Source text: Begin

LLU to assist state health departments
Loma Linda University will train health department workers across California to competently prepare for a pandemic health crisis—whether this be influenza or another illness. In September, the state of California offered a $182,000, one-year grant to LLU’s Center for Public Health Preparedness to carry out this training.
LLU public health experts will develop two workshops, each to be delivered six times to California health departments. The first will address community containment, and the second will cover preparing and protecting special/vulnerable populations. Both workshops will concentrate on non-medical interventions and strategies.
“Our focus is to help people to be prepared to survive,” says Angela Dyjack, MPH, REHS, project coordinator for LLU Center for Public Health Preparedness.
Non-medical containment of a highly contagious illness will require the participation and preparedness of the general public. For example, during a pandemic illness, people might need to practice social distancing and sheltering in place. To do so, they must have a ready supply of essentials including water, medications, and food that can be prepared without water or cooking. Although the United States Centers for Disease Control and Prevention (CDC) recommends a two-week supply, the LLU Center for Public Health Preparedness encourages an ideal supply of three months.
Another facet of containment is appropriate etiquette when coughing or sneezing, and proper hand hygiene.
“During any infectious disease outbreak, there should be hand wipes and hand disinfectants in every business, office, classroom, public area, and public bathroom,” says Ms. Dyjack.
Extra precautions will be required to meet the needs of people in special populations during and leading up to a pandemic illness. Health departments must consider approximately 20 categories of special populations, including people with mental and physical disabilities; geographically isolated individuals; children, particularly unattended children such as runaways or latchkey kids; the homeless; the elderly living alone; and pet owners.
Though bird flu is currently one of the most commonly discussed pandemic illnesses, other diseases also have the potential to spread on a pandemic level, including antibiotic-resistant tuberculosis. Furthermore, acts of bioterrorism could unleash diseases such as smallpox, anthrax, and ebola on a large scale.
“We will deliver material that will be applicable to any pandemic emergency and not necessarily limit ourselves to pan flu,” says Ms. Dyjack. “However, pan flu is a high-water mark. In other words, if you are prepared for pandemic influenza, you are essentially prepared for any pandemic emergency.”
The LLU Center for Public Health Preparedness partners with health departments, community organizations, and faith-based organizations to ensure preparedness for all public health hazards. The center is CDC-funded and operates under the auspices of Loma Linda University School of Public Health.

Source text: End

● Assignment 1:
According to the article, how much was the one-year grant that California offered to LLU's Center for Public Health Preparedness?
● Assignment 2:
Reproduce the passage of the article starting at "Though bird flu" and ending at "a large scale.".

Information given: Begin

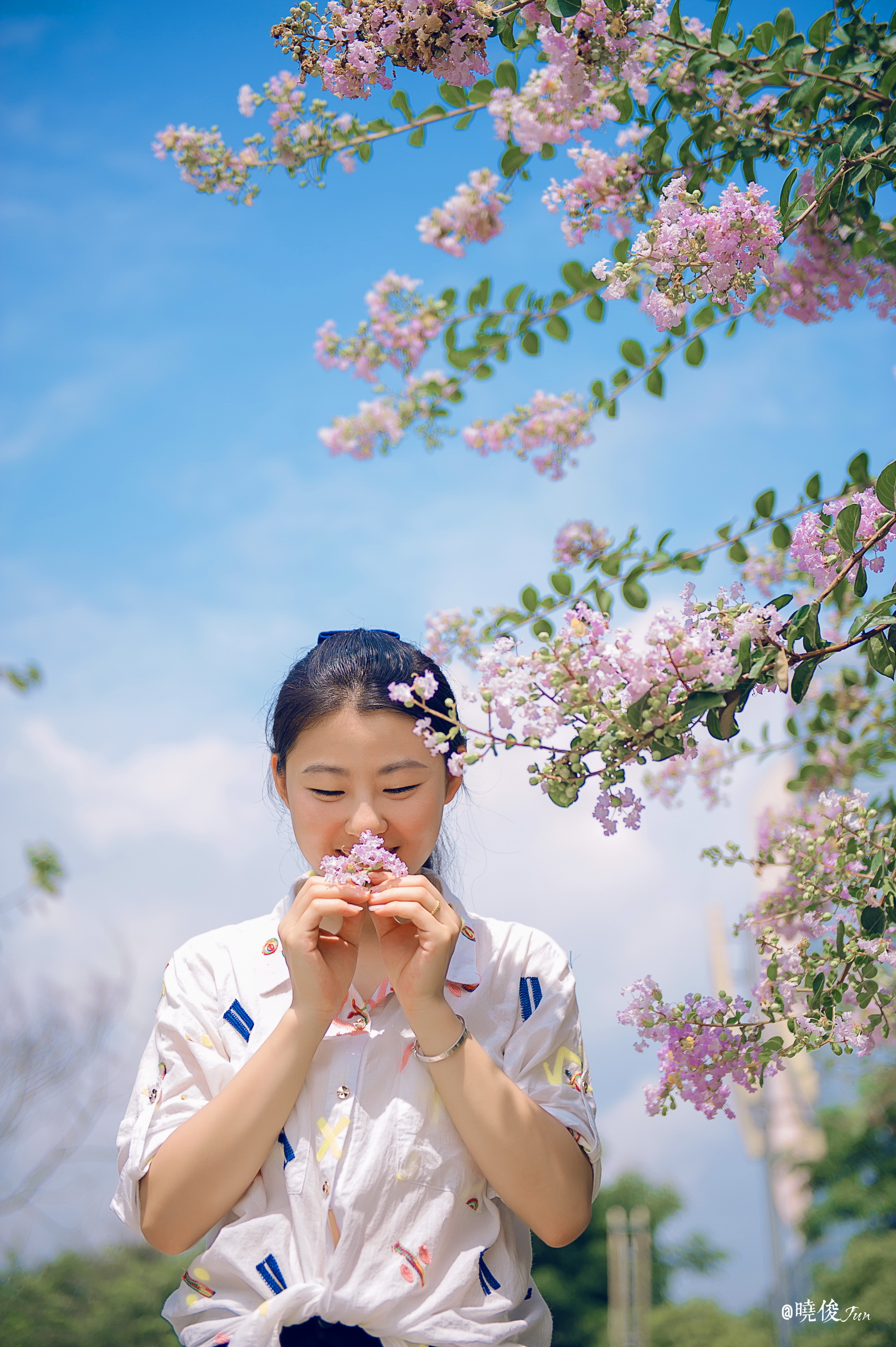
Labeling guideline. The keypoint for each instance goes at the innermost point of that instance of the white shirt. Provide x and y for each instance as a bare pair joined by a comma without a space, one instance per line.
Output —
426,1250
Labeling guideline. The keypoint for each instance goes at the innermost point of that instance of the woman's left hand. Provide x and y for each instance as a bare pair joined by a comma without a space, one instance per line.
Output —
418,932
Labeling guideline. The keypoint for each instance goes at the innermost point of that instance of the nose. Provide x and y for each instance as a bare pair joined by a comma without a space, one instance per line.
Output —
365,820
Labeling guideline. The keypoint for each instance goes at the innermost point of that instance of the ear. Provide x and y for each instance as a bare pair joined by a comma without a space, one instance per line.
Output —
280,781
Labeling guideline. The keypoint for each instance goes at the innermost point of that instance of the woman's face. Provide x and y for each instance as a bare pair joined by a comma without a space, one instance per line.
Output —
356,771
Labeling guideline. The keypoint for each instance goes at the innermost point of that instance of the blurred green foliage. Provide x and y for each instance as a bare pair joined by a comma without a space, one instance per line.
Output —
111,1299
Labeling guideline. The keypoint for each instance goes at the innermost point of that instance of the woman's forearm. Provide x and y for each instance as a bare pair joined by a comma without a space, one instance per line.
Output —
528,1158
204,1167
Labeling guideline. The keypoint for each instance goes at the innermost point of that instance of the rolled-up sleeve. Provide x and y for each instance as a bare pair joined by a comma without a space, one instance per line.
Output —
184,1066
545,1055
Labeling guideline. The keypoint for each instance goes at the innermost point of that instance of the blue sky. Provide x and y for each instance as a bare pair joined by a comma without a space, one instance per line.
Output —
174,534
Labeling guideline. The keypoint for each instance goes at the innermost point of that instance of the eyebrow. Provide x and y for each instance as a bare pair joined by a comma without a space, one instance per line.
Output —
386,771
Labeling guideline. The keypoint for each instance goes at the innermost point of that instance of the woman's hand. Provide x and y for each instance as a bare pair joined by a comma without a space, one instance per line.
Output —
322,962
418,932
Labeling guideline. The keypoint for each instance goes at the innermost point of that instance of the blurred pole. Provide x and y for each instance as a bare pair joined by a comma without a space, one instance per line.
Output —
643,1275
619,1277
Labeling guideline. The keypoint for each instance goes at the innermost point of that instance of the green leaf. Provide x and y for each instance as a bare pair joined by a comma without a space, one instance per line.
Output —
719,25
873,920
399,101
783,203
557,328
885,485
859,134
513,158
763,37
846,524
695,352
802,678
698,702
785,26
820,30
453,96
860,584
880,655
632,352
506,76
634,592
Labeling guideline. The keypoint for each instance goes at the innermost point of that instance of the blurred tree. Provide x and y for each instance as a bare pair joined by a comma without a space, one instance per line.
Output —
856,1183
91,1300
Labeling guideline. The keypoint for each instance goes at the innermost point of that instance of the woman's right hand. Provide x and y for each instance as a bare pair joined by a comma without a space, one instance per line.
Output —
322,964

Information given: End

● Task solution 1:
$182,000.

● Task solution 2:
Though bird flu is currently one of the most commonly discussed pandemic illnesses, other diseases also have the potential to spread on a pandemic level, including antibiotic-resistant tuberculosis. Furthermore, acts of bioterrorism could unleash diseases such as smallpox, anthrax, and ebola on a large scale.